begin
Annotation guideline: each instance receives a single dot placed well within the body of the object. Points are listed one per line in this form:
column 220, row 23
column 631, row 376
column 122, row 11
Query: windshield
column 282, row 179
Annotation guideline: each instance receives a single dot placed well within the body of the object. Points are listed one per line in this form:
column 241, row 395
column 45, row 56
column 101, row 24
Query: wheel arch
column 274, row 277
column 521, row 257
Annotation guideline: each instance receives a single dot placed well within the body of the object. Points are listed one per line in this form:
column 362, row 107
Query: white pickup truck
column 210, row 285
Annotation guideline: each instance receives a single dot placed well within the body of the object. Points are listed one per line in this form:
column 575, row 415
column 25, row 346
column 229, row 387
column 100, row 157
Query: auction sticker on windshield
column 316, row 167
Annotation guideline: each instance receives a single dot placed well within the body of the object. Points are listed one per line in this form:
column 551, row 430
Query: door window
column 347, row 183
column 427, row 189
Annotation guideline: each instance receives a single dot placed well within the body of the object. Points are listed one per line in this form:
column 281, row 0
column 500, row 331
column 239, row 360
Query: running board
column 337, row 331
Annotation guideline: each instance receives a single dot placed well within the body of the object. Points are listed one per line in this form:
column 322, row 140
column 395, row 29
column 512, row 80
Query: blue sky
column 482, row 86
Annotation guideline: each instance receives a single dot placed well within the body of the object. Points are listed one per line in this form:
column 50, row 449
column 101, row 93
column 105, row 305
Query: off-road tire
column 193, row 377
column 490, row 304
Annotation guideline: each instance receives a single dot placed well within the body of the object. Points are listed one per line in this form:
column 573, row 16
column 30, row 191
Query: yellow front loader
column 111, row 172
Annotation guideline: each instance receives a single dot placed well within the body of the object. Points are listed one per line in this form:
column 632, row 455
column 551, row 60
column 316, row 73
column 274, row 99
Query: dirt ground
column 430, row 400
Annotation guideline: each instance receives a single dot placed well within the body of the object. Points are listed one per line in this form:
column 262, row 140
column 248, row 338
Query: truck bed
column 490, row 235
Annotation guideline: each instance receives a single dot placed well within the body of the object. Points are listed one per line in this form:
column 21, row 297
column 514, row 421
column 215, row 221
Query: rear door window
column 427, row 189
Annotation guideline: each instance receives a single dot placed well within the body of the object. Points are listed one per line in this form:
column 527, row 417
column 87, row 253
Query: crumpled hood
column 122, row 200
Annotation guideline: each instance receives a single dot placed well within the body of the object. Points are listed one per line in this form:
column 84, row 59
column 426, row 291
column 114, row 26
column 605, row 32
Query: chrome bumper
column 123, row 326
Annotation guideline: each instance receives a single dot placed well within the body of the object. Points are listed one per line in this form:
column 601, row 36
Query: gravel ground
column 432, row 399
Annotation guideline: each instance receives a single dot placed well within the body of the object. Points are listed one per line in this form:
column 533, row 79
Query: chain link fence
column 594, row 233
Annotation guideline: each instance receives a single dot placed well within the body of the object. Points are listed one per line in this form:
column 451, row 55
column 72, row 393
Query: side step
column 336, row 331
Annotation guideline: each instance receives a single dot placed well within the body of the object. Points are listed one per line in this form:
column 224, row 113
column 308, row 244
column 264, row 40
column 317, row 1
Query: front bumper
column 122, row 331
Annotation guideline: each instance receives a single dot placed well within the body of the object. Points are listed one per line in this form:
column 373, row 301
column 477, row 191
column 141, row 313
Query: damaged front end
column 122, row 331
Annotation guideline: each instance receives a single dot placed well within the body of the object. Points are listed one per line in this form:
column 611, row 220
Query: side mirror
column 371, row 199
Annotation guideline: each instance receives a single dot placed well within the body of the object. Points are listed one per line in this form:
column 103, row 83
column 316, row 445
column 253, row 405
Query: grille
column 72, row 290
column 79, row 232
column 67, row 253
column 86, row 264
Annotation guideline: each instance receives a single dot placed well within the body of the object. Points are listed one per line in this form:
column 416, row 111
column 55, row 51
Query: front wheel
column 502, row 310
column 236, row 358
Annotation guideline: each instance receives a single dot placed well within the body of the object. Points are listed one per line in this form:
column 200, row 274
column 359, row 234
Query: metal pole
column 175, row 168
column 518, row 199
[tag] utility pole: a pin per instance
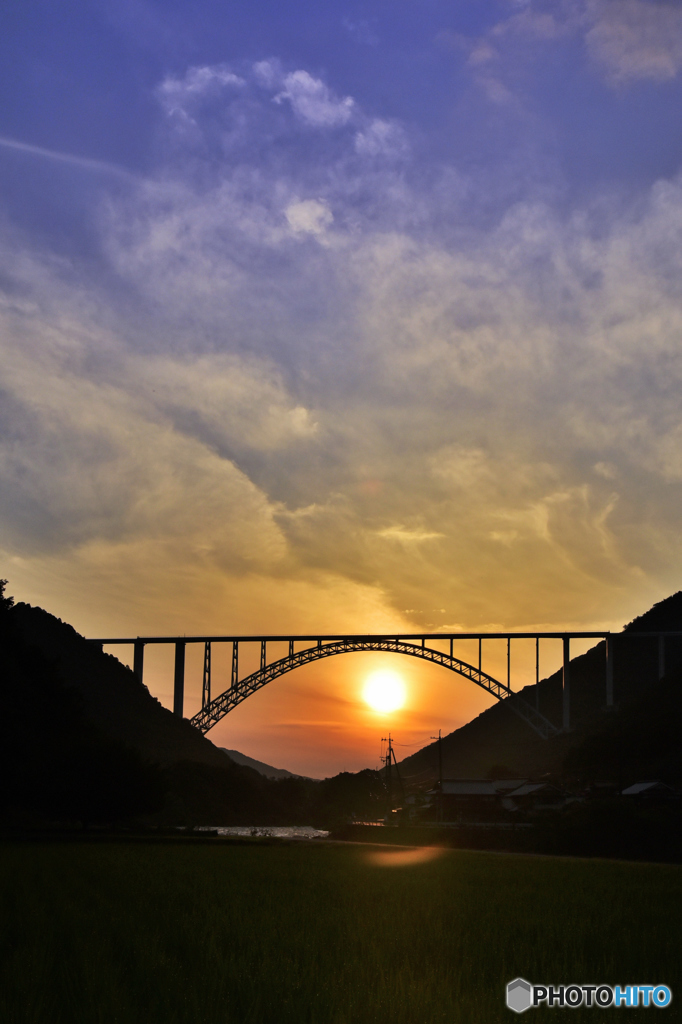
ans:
(389, 788)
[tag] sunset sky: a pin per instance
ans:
(340, 316)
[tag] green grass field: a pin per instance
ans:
(171, 933)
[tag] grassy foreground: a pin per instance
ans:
(263, 933)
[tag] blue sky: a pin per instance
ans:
(341, 315)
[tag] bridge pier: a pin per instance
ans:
(138, 659)
(566, 685)
(178, 681)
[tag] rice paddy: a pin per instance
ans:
(140, 933)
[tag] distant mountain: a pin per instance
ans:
(267, 770)
(498, 740)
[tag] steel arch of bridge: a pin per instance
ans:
(215, 710)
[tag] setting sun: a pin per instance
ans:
(384, 690)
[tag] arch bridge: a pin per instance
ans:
(427, 646)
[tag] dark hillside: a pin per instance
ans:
(498, 737)
(113, 697)
(82, 740)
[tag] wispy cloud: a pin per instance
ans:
(85, 163)
(408, 415)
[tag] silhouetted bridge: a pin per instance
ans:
(304, 649)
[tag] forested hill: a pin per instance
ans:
(83, 740)
(641, 733)
(112, 697)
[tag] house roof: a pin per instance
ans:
(528, 787)
(468, 787)
(506, 784)
(634, 791)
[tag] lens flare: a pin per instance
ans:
(403, 858)
(384, 690)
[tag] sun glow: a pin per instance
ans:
(384, 690)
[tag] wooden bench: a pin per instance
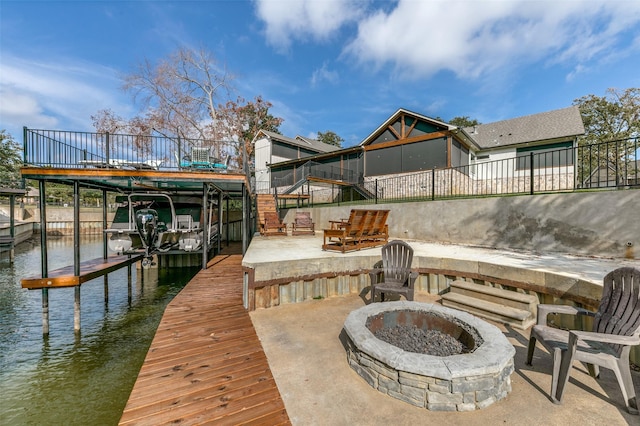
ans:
(501, 305)
(363, 229)
(6, 241)
(273, 225)
(303, 225)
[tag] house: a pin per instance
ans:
(408, 143)
(271, 147)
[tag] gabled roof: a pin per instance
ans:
(300, 141)
(545, 126)
(394, 117)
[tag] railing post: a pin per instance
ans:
(531, 191)
(433, 184)
(376, 197)
(24, 144)
(107, 154)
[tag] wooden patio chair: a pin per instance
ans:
(395, 272)
(616, 328)
(302, 224)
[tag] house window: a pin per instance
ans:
(544, 156)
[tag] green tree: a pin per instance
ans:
(241, 120)
(10, 161)
(614, 116)
(611, 122)
(330, 138)
(464, 121)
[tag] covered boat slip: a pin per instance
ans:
(214, 190)
(206, 364)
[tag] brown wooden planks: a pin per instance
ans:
(90, 269)
(206, 364)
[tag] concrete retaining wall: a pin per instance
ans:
(601, 224)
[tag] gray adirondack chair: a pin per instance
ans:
(395, 273)
(616, 328)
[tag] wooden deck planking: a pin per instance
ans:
(89, 269)
(206, 364)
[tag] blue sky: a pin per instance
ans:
(339, 65)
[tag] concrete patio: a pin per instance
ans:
(310, 366)
(318, 387)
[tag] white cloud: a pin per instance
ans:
(324, 74)
(56, 94)
(303, 19)
(471, 39)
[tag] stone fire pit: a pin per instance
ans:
(463, 382)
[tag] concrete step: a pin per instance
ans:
(513, 299)
(518, 318)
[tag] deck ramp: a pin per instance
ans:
(206, 364)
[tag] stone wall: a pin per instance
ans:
(599, 223)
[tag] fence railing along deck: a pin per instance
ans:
(55, 148)
(607, 165)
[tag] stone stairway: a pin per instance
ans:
(505, 306)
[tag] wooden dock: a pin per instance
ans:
(90, 269)
(206, 364)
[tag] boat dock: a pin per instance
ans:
(206, 363)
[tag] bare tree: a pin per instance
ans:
(241, 120)
(179, 94)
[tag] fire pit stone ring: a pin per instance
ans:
(462, 382)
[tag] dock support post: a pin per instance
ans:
(206, 226)
(129, 291)
(12, 232)
(76, 310)
(106, 289)
(220, 223)
(43, 256)
(45, 311)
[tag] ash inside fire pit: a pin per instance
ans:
(424, 333)
(413, 339)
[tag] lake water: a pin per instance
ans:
(69, 378)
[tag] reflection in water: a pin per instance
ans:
(69, 378)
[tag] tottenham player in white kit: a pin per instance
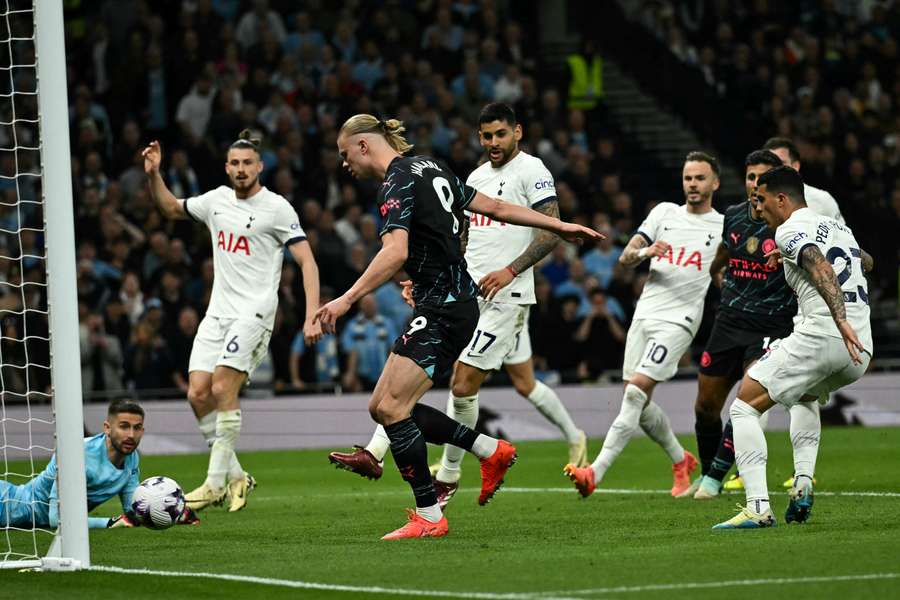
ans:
(499, 257)
(250, 227)
(681, 242)
(830, 348)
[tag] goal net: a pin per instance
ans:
(40, 387)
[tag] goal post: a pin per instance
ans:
(62, 300)
(49, 128)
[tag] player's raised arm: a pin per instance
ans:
(302, 253)
(389, 260)
(170, 206)
(541, 245)
(823, 278)
(520, 215)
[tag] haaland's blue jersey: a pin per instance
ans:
(36, 502)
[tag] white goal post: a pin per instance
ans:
(69, 548)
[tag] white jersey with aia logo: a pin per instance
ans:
(248, 238)
(679, 279)
(836, 242)
(492, 245)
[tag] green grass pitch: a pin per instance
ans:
(312, 524)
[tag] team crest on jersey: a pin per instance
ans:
(752, 244)
(388, 205)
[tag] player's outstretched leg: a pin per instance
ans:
(751, 455)
(411, 456)
(711, 483)
(366, 461)
(621, 430)
(656, 425)
(212, 492)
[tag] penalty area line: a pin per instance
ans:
(571, 490)
(661, 587)
(331, 587)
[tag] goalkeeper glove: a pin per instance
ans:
(123, 520)
(188, 517)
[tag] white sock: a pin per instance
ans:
(621, 430)
(806, 430)
(430, 513)
(549, 405)
(764, 420)
(484, 446)
(464, 410)
(656, 425)
(750, 453)
(228, 430)
(379, 443)
(207, 425)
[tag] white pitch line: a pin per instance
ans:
(552, 595)
(571, 490)
(330, 587)
(738, 582)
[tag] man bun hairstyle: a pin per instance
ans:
(246, 140)
(762, 157)
(786, 143)
(119, 406)
(698, 156)
(390, 129)
(783, 180)
(497, 111)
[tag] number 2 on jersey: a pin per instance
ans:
(445, 195)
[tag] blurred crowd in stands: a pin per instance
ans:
(824, 73)
(192, 74)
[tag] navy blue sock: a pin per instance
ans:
(724, 459)
(440, 429)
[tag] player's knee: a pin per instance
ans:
(524, 386)
(220, 390)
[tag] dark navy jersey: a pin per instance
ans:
(422, 196)
(751, 289)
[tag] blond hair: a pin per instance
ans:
(390, 129)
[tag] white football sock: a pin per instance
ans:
(464, 410)
(431, 513)
(656, 425)
(379, 443)
(806, 430)
(621, 430)
(549, 405)
(228, 430)
(207, 426)
(484, 446)
(750, 453)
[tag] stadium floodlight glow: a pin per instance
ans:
(43, 337)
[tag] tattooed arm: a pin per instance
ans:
(717, 267)
(822, 276)
(867, 260)
(541, 245)
(464, 235)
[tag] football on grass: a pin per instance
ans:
(158, 502)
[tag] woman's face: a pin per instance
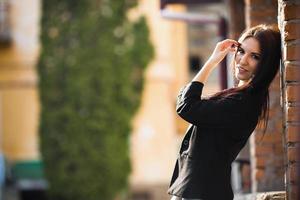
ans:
(247, 58)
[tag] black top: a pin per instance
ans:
(219, 129)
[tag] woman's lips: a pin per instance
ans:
(242, 70)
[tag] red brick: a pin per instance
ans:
(291, 31)
(263, 150)
(293, 154)
(292, 133)
(265, 13)
(293, 93)
(293, 114)
(269, 138)
(259, 174)
(292, 52)
(292, 72)
(293, 174)
(291, 12)
(260, 161)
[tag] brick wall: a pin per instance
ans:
(267, 154)
(289, 22)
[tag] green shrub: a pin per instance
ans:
end
Objective —
Quote the records from the line containing "[tag] brick wall: a pin per instance" through the last line, keeping every character the same.

Answer to the exercise —
[tag] brick wall: a pin per instance
ans:
(267, 154)
(289, 22)
[tag] green shrub: a pin per instance
ans:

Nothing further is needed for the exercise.